Retype all of the entries that appear below, keeping them exactly as they are.
[Opening RECORDS FOR PROCESSING section]
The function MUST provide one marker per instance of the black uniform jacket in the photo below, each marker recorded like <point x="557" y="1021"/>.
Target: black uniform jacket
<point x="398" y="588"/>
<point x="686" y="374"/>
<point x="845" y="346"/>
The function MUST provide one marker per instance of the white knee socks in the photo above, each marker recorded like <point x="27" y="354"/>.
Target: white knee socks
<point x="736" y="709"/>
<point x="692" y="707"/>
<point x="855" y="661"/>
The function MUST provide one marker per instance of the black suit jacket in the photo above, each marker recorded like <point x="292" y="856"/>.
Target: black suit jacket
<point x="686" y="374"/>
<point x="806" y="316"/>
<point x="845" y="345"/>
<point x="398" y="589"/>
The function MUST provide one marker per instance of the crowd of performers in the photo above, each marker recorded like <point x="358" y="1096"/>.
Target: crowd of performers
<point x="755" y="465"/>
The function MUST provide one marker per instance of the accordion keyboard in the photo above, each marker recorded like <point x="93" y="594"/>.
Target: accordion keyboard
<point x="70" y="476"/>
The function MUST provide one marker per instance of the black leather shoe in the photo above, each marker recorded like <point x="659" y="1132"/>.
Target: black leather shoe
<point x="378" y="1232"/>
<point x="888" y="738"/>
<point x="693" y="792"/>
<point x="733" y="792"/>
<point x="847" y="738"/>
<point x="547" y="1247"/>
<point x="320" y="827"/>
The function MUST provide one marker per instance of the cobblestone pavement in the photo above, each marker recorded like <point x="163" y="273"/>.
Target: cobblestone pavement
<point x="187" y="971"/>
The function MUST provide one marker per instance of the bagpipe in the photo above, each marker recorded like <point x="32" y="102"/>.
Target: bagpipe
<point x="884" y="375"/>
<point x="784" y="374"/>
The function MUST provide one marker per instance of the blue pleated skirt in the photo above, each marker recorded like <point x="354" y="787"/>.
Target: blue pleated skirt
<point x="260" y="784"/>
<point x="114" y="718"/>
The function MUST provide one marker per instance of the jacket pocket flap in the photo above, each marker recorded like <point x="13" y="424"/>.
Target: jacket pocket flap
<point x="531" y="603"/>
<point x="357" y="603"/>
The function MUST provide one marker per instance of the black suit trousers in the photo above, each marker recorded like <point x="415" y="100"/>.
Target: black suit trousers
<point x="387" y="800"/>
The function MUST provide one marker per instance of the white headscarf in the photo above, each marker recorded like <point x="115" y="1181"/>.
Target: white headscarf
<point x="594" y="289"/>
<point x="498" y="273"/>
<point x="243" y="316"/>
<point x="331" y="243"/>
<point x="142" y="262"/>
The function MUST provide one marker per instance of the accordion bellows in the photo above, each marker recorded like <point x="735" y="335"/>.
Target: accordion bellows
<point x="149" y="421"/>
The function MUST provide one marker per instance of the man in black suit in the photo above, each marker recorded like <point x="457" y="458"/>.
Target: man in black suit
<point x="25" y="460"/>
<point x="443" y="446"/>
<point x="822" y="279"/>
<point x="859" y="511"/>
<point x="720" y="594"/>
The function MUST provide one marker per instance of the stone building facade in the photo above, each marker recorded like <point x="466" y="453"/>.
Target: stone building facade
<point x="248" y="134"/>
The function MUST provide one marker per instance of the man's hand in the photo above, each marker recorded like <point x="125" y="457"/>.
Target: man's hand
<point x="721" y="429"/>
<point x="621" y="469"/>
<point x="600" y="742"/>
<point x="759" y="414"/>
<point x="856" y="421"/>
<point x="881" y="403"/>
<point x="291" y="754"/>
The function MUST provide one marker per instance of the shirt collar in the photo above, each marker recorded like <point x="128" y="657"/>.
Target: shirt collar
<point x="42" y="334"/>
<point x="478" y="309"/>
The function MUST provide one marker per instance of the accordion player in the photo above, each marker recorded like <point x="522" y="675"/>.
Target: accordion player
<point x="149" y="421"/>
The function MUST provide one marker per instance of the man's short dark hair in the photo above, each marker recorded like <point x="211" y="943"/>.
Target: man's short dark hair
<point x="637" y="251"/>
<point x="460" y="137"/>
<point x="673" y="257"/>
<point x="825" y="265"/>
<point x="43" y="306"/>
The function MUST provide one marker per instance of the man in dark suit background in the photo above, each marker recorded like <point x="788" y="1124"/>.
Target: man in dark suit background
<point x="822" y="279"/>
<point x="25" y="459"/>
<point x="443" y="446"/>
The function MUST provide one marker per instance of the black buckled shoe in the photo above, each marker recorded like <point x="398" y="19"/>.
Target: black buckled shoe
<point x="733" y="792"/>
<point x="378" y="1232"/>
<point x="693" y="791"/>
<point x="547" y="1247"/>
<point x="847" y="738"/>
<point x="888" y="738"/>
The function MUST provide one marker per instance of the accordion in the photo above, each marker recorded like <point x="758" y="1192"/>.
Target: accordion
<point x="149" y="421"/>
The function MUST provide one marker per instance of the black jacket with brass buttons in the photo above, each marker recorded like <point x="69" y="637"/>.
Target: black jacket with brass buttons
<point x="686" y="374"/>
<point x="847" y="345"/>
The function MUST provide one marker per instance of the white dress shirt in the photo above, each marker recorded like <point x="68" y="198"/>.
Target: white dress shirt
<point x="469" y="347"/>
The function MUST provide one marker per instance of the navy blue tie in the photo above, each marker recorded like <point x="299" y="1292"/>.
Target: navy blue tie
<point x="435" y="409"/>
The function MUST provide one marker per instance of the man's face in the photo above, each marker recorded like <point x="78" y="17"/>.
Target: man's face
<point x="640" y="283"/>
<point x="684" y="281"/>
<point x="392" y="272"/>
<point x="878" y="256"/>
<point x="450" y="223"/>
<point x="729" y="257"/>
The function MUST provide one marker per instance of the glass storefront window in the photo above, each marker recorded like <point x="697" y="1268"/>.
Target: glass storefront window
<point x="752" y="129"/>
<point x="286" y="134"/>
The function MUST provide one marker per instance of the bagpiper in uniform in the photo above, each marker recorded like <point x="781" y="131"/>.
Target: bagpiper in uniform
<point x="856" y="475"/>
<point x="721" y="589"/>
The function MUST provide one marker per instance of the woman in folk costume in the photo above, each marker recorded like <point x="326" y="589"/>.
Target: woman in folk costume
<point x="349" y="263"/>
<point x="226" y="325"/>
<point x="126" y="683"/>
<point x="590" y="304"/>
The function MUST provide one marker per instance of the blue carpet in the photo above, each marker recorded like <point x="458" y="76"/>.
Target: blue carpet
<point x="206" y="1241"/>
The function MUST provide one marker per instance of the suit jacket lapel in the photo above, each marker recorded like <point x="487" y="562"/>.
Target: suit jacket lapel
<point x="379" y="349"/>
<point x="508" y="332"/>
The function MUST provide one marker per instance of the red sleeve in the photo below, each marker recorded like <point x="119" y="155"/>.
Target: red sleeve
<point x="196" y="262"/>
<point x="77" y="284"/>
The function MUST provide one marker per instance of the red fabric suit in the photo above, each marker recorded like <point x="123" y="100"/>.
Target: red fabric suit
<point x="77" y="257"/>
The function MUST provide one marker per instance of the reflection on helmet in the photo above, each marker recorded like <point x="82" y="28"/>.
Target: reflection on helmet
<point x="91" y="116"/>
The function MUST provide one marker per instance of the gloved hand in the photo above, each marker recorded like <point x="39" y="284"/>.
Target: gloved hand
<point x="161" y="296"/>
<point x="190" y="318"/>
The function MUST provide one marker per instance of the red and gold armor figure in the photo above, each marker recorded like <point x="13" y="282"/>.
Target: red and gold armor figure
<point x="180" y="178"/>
[Closing RECORDS FOR PROCESSING section]
FINAL ANSWER
The function MUST provide one marker per instance of the black uniform jacket in the photo below, each marker recorded like <point x="557" y="1021"/>.
Target: black uniform jacket
<point x="398" y="588"/>
<point x="686" y="374"/>
<point x="845" y="346"/>
The function MUST provide one marker per instance of the white knee socks in the photo above, each marker recorded like <point x="27" y="354"/>.
Target: white knee socks
<point x="736" y="709"/>
<point x="692" y="707"/>
<point x="855" y="661"/>
The function MUST provide one marker per instance of the black suit jacket in the photo above, each marker recorded like <point x="292" y="856"/>.
Target: black suit jacket
<point x="686" y="374"/>
<point x="806" y="316"/>
<point x="845" y="345"/>
<point x="398" y="589"/>
The function MUST provide one marker per instance of the crowd of performers in the photo above, each marker recorded like <point x="358" y="1096"/>.
Target: crowd of performers
<point x="755" y="465"/>
The function MUST provide one marker per instance of the accordion keyboard in the photo above, each marker recorded like <point x="93" y="594"/>.
Target: accordion keyboard
<point x="70" y="476"/>
The function MUST provide one marker per instance of the black leather shoe in the photo above, each marker recorded like <point x="659" y="1132"/>.
Target: black leather shoe
<point x="378" y="1232"/>
<point x="888" y="738"/>
<point x="693" y="792"/>
<point x="733" y="792"/>
<point x="847" y="738"/>
<point x="547" y="1247"/>
<point x="320" y="827"/>
The function MUST provide one marker per instance of the cobblestone pavement in the photo above, each marker recorded like <point x="163" y="273"/>.
Target: cobblestone pavement
<point x="187" y="971"/>
The function MUST provide one marker per instance of the bagpipe in the photo above, each marker recorded like <point x="32" y="102"/>.
Target: bagpipe
<point x="884" y="375"/>
<point x="784" y="374"/>
The function MUST provide one marker per instance of the blue pleated skirt in the photo above, each marker recorded like <point x="354" y="787"/>.
Target: blue pleated skirt
<point x="260" y="784"/>
<point x="114" y="718"/>
The function MUST provide one marker per instance of the jacket pocket flap in the photo above, each marker recorded like <point x="13" y="424"/>.
Target: jacket pocket flap
<point x="531" y="603"/>
<point x="357" y="603"/>
The function MUST provide one marker per instance of the black suit trousers in the photo above, each marker recorded like <point x="415" y="100"/>.
Target: black suit trousers
<point x="387" y="800"/>
The function MUST provide one marker per instance of the white headscarf in the photo above, each marker recorded like <point x="115" y="1181"/>.
Target: white headscarf
<point x="594" y="289"/>
<point x="498" y="273"/>
<point x="243" y="316"/>
<point x="331" y="243"/>
<point x="142" y="262"/>
The function MUST provide one marker per instance of the accordion bellows in the photo above, each marker recorded like <point x="735" y="335"/>.
Target: accordion bellows
<point x="149" y="421"/>
The function MUST provide one marker per instance of the man in black suit in the photo above, each marker recorded like <point x="457" y="458"/>.
Target: man in black suit
<point x="25" y="460"/>
<point x="443" y="446"/>
<point x="822" y="279"/>
<point x="859" y="511"/>
<point x="720" y="594"/>
The function MUST provide one marker per instance of the stone building facade in the photo above, each marker recorded like <point x="466" y="453"/>.
Target: stone building facade
<point x="248" y="134"/>
The function MUST provide one marker per instance of the man's hand in the photo above, each marker recorded like <point x="125" y="457"/>.
Target: man's hand
<point x="721" y="429"/>
<point x="621" y="469"/>
<point x="600" y="742"/>
<point x="759" y="414"/>
<point x="856" y="421"/>
<point x="881" y="403"/>
<point x="291" y="754"/>
The function MUST provide one marker per instance of the shirt collar in the photo above, each marker recorded like <point x="128" y="657"/>.
Target: shirt collar
<point x="42" y="334"/>
<point x="478" y="309"/>
The function MUST provide one marker per instance of the accordion player in the photo above, each marker recorded like <point x="522" y="675"/>.
Target: accordion player
<point x="149" y="421"/>
The function MUST provide one marker per instance of the man's short dark hair in the photo above, each marker recorded like <point x="211" y="943"/>.
Target: man's short dark hair
<point x="637" y="251"/>
<point x="460" y="137"/>
<point x="673" y="257"/>
<point x="825" y="265"/>
<point x="43" y="306"/>
The function MUST provide one marker per instance of the man in dark suit background in the photo above, each marker recorded like <point x="788" y="1124"/>.
Target: man in dark suit background
<point x="822" y="279"/>
<point x="25" y="459"/>
<point x="443" y="446"/>
The function MUST provide one marker per instance of the black buckled shoe in the photo above, each marker recorded like <point x="398" y="19"/>.
Target: black buckled shoe
<point x="733" y="792"/>
<point x="378" y="1232"/>
<point x="693" y="791"/>
<point x="547" y="1247"/>
<point x="847" y="738"/>
<point x="888" y="738"/>
The function MUST provide one marker per instance of the accordion in the photo above, each marker recorded like <point x="758" y="1192"/>.
Target: accordion
<point x="149" y="421"/>
The function MUST provide one marker per instance of the black jacket with brass buttons in the photo above, each marker recorded like <point x="69" y="637"/>.
Target: black jacket with brass buttons
<point x="686" y="374"/>
<point x="847" y="345"/>
The function MUST provide one marker per instance of the white dress shirt in the photo above, each marker recorded like <point x="68" y="198"/>.
Target: white dress shirt
<point x="469" y="347"/>
The function MUST provide one marker per instance of the navy blue tie in the photo above, each marker recorded like <point x="299" y="1292"/>.
Target: navy blue tie
<point x="435" y="409"/>
The function MUST provide one marker per instance of the man's face in the photo above, each marker recorded like <point x="78" y="17"/>.
Target: man's face
<point x="640" y="283"/>
<point x="684" y="281"/>
<point x="392" y="272"/>
<point x="878" y="256"/>
<point x="450" y="223"/>
<point x="729" y="257"/>
The function MUST provide one marker per instance of the glass storefront window in the photo above, each marker recorded like <point x="697" y="1268"/>.
Target: glass storefront window
<point x="752" y="129"/>
<point x="286" y="134"/>
The function MUST provide one marker per instance of the bagpiper in uniform in the photo above, each marker recorded like <point x="781" y="131"/>.
Target: bagpiper in uniform
<point x="856" y="475"/>
<point x="721" y="589"/>
The function MUST provide one marker per instance of the woman in folk costume in the photo above, each marker recorded like <point x="326" y="589"/>.
Target: woman in folk costume
<point x="349" y="263"/>
<point x="226" y="325"/>
<point x="126" y="683"/>
<point x="590" y="304"/>
The function MUST provide one marker per instance of the blue carpet in the photo above, each marker recorded like <point x="458" y="76"/>.
Target: blue carpet
<point x="206" y="1241"/>
The function MUST provide one marker per instance of the suit jacket lapel in the photo above, each marker recorded like <point x="487" y="562"/>.
Target: suit jacket lapel
<point x="379" y="349"/>
<point x="508" y="332"/>
The function MUST provide one marker per instance of the red sleeve in the photo below, each marker recorded like <point x="119" y="155"/>.
Target: red sleeve
<point x="196" y="262"/>
<point x="77" y="284"/>
The function MUST provide one marker per instance of the red fabric suit in the photo above, each marker recorded like <point x="123" y="100"/>.
Target: red fabric suit
<point x="77" y="257"/>
The function MUST provide one marker per instance of the reflection on helmet in the photo above, each marker recorded like <point x="82" y="28"/>.
Target: reflection on helmet
<point x="91" y="116"/>
The function MUST provide one marker per instance of the gloved hand in the photo above, each marker recorded like <point x="39" y="284"/>.
Target: gloved hand
<point x="161" y="296"/>
<point x="190" y="318"/>
The function MUST provide one marker per instance of the red and gold armor figure in the photo above, each marker recorded like <point x="13" y="282"/>.
Target: red and gold armor figure
<point x="180" y="178"/>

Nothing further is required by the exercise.